**What you should do**
Every record that follows should be written out word for word; the pictures stay out.
(Dataset entries Opens)
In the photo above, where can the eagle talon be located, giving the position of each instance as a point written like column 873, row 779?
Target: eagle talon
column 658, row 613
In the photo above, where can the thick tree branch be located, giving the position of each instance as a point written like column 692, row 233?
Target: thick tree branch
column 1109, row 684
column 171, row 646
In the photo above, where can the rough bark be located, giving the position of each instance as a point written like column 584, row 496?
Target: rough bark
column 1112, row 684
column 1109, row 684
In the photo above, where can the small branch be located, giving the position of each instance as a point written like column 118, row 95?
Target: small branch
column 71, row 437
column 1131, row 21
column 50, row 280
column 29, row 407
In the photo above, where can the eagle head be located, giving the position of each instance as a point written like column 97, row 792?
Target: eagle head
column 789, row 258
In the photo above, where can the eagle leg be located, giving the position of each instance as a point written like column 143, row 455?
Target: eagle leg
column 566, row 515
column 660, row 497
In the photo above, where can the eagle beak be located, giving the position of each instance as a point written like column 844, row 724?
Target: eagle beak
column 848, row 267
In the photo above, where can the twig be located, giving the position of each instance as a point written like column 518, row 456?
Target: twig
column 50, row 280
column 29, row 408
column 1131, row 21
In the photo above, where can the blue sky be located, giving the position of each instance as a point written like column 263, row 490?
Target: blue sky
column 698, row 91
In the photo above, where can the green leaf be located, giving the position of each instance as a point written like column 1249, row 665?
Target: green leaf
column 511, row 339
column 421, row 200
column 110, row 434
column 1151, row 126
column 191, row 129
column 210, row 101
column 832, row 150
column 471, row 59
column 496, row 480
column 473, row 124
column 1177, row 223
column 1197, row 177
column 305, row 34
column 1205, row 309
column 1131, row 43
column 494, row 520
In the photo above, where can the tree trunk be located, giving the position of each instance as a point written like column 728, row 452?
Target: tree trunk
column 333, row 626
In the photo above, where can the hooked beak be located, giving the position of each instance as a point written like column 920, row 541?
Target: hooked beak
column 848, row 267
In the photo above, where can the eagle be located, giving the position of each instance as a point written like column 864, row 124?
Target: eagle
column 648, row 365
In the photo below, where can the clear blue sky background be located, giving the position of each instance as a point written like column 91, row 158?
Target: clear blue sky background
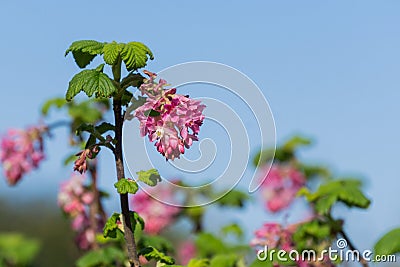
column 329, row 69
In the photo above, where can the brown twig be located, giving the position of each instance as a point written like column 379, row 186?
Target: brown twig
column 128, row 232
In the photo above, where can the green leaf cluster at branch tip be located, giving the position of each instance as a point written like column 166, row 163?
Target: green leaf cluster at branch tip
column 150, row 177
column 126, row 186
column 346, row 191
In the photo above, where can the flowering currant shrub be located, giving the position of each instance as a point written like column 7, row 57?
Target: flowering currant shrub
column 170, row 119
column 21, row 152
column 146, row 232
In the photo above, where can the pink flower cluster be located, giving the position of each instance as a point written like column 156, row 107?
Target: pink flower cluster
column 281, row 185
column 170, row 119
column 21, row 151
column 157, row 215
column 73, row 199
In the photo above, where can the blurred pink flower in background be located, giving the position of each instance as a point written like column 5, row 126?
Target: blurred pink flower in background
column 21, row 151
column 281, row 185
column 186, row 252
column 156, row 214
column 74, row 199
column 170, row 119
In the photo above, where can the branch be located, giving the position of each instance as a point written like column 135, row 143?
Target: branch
(Dataset entries Closes)
**Answer box**
In the photo above, where can the eagle talon be located, giving the position of each instance as a point written like column 873, row 779?
Target: eagle talon
column 658, row 613
In the photo above, where can the thick tree branch be located, giving the position of each instance as a point written like column 692, row 233?
Target: thick tree branch
column 1109, row 684
column 171, row 646
In the photo above, where can the rough bark be located, giving the position of each instance as a point written like column 584, row 496?
Target: rough bark
column 1112, row 684
column 1109, row 684
In the photo above, where can the small branch be located, giving the position of each instance as a point written like column 118, row 95?
Target: small branch
column 71, row 437
column 1131, row 21
column 50, row 280
column 29, row 407
In the photo above, where can the eagle head be located, giving the position of each instance as a point written like column 97, row 792?
Target: eagle head
column 789, row 258
In the photo above, where can the eagle leg be located, giving the position of each instance as a point written like column 143, row 455?
Target: eagle leg
column 566, row 515
column 660, row 497
In the photo above, where can the eagle beak be located, giving the position of each instance as a point written like column 844, row 724?
Target: eagle beak
column 848, row 267
In the photo above, where can the twig be located, giving the position of each instance as a point written like column 518, row 456?
Target: twig
column 50, row 280
column 29, row 408
column 1131, row 21
In the photo above, where can the blue sky be located, giving the position of each instance as a point written like column 263, row 490?
Target: blue sky
column 698, row 91
In the photo above, where can the green leaf be located, giving the position of each instance as a point written like column 1249, row 665?
Target: green leaf
column 511, row 339
column 421, row 200
column 110, row 434
column 1151, row 126
column 191, row 129
column 210, row 101
column 832, row 150
column 471, row 59
column 496, row 480
column 473, row 124
column 1177, row 223
column 1197, row 177
column 305, row 34
column 1205, row 309
column 1131, row 43
column 494, row 520
In the photo above, where can the tree trunk be located, giving the position of each instance as a point written like column 728, row 452?
Target: tree trunk
column 333, row 626
In the photo above, where can the hooked beak be located, giving the position of each instance as a point written like column 920, row 541?
Target: hooked beak
column 848, row 267
In the photo above, where can the eagle be located, giving the position of each instance as a point written like column 864, row 124?
Target: eagle
column 648, row 365
In the photo below, where can the clear blue sky background be located, giving the position of each instance as a point written like column 91, row 158?
Target: clear blue sky background
column 329, row 69
In the photo above, where can the brown twig be located, giving the position of each instance as a point written like column 379, row 186?
Target: brown twig
column 128, row 232
In the photo above, where can the green leaf cluster at branch tip be located, giving the position of each instance as a point written like column 166, row 163?
Target: green leaf cluster at branch tip
column 150, row 177
column 126, row 186
column 346, row 191
In the photo above, where can the flowering currant shrub be located, giving the position of each instance as a point written like column 7, row 57?
Target: flowering currant shrub
column 170, row 119
column 21, row 152
column 146, row 232
In the photo above, where can the pink flower cluster be located, giving the position of each instance as a point written like column 156, row 107?
Target: pink flower cluster
column 281, row 185
column 170, row 119
column 21, row 151
column 157, row 215
column 73, row 199
In the photo above, where can the blurred pink flower in background be located, giving the position of each instance as a point written like column 5, row 126?
Target: blurred pink flower in background
column 21, row 151
column 281, row 185
column 186, row 252
column 156, row 214
column 74, row 199
column 170, row 119
In the photo above, where can the branch be located, giving the position of each instance as a point written like column 135, row 143?
Target: branch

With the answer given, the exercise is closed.